- **What is required**
Your task is to output every record exactly as it is given.

(Stored data entries)

+ + +

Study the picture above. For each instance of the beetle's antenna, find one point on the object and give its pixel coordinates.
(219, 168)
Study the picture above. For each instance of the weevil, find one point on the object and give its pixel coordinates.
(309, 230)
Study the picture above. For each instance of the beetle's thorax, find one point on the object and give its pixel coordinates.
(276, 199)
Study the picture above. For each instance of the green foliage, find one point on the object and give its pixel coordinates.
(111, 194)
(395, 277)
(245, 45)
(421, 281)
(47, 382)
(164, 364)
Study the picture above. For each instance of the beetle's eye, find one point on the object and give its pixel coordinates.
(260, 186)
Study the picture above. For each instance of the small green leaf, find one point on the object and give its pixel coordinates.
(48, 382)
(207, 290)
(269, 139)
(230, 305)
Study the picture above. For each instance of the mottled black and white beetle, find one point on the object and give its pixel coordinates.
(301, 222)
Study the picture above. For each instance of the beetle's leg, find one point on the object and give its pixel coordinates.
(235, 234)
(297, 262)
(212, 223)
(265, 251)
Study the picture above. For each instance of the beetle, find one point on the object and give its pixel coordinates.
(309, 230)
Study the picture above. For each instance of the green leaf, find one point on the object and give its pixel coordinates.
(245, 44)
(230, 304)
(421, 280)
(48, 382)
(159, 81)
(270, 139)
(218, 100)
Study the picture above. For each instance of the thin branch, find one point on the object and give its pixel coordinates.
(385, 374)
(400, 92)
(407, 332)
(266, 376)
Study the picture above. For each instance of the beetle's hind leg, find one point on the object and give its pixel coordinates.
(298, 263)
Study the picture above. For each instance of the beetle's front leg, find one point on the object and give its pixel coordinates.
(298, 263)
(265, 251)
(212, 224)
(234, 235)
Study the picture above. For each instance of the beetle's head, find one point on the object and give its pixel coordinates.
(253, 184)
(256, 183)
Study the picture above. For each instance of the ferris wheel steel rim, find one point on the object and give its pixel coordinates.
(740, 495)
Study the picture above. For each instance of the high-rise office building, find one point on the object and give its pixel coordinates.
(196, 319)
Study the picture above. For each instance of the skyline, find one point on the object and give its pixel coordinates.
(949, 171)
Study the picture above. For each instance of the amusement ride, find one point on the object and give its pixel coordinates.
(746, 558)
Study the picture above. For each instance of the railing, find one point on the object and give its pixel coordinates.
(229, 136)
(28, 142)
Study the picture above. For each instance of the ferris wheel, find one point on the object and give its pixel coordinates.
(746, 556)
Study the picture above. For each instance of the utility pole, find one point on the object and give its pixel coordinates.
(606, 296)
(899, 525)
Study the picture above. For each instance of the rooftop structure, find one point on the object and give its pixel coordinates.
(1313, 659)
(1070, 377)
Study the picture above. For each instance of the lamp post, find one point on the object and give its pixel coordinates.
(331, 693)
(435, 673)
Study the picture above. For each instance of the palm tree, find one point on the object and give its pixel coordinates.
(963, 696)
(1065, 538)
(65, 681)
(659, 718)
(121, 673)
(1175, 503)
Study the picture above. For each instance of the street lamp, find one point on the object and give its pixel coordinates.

+ + +

- **Answer to the exercise**
Study the picture above. For each instance of the beetle's antenna, find one point on the object and give its pixel coordinates.
(219, 168)
Study the picture above. For each instance of the weevil, find one point on the object and give its pixel coordinates.
(309, 230)
Study the picture above. For each instance of the beetle's thorax, find one point on the object and give its pixel coordinates.
(276, 199)
Study the picture above. For each instance of the green foliage, find one point on the object and give its pixel coordinates.
(111, 194)
(395, 277)
(245, 45)
(421, 281)
(47, 382)
(164, 364)
Study the picture above. For each instance of the beetle's eye, find one point on the object and give its pixel coordinates.
(260, 186)
Study the picture above. For each instance of the small green leaf, find one point on the object and give its pixel coordinates.
(48, 382)
(207, 290)
(269, 139)
(230, 305)
Study the picture above. For each instance of the mottled black and white beetle, find one point on the object and give its pixel coordinates.
(301, 222)
Study the picture above. For each instance of the beetle's leg, find one point on the object and give its pixel coordinates.
(235, 234)
(297, 262)
(212, 223)
(265, 251)
Study the picture above. For each instance of the beetle, find one point on the object and give its pixel coordinates.
(309, 230)
Study the picture above. For each instance of the green leaf, find one point on the object and give its pixel coordinates.
(245, 44)
(230, 304)
(421, 280)
(48, 382)
(159, 81)
(270, 139)
(218, 100)
Study the picture above. For each instance of the thin branch, find one point on the object and give its pixel coordinates.
(385, 374)
(400, 92)
(407, 332)
(266, 376)
Study the picture above. For each instance of the beetle's hind leg, find one point on the object and give its pixel coordinates.
(298, 263)
Study the picture above. For each instance of the beetle's front leg, find one point on the object and give its pixel coordinates.
(298, 263)
(265, 251)
(212, 224)
(234, 235)
Study the picture above. For each instance of the beetle's head, find one point on the object and give its pixel coordinates.
(253, 184)
(256, 183)
Study the picture above. For each instance of the ferris wheel steel rim, find one point on the object and give its pixel coordinates.
(740, 495)
Study the picture above. For each instance of the high-rise office building, find one point on the object and give its pixel coordinates.
(196, 319)
Study the picture above. For each instance of the skyline, find one point on the object and give its pixel coordinates.
(949, 171)
Study the picture above. For each instance of the amusement ride, find one point on the object and give its pixel coordinates.
(746, 558)
Study the picture above. For each instance of the railing, find one point on the object and give its pixel coordinates.
(229, 136)
(28, 142)
Study the picture above. For each instance of the ferris wheel, find one point on the object and give its pixel coordinates.
(746, 556)
Study the picture above. For each instance of the utility pole, find one point on the object and give its pixel coordinates.
(606, 296)
(899, 525)
Study the picture above. For each instance of the rooftop structure, find one point on the object and give its pixel coordinates.
(1313, 659)
(1070, 377)
Study the picture above. For each instance of the lamp post, find one point on the object and give its pixel coordinates.
(331, 693)
(435, 673)
Study the picture above. For each instance of the palm tree, find one point on the object and give its pixel coordinates.
(963, 696)
(1065, 538)
(65, 681)
(659, 718)
(121, 673)
(1175, 503)
Study the picture above. For each instance of the street lamp, find one point on the object and give its pixel coordinates.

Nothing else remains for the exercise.